▶ [GOAL]:
Please count the lines in the records below that contain the word "hillside", and reply with only that number.
___ RAW RECORDS
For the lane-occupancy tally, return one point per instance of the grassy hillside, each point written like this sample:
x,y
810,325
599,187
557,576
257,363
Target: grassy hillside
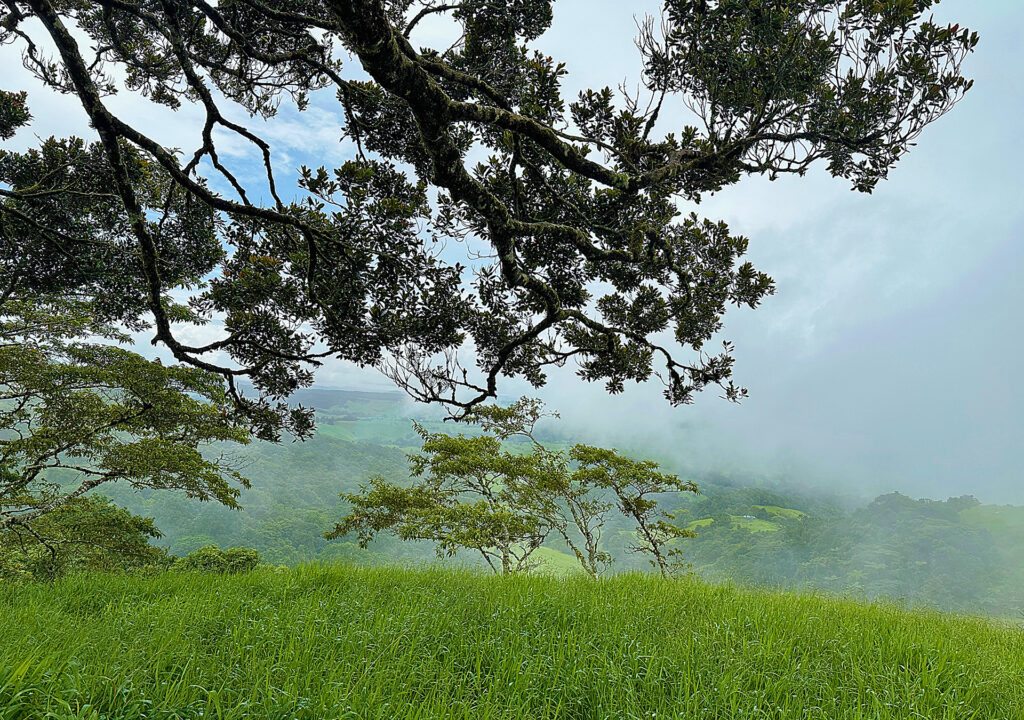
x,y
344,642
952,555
______
___ RAW RECORDS
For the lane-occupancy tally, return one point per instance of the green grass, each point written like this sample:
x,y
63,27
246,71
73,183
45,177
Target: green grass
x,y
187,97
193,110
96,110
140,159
______
▶ [WRITTEN ANSWER]:
2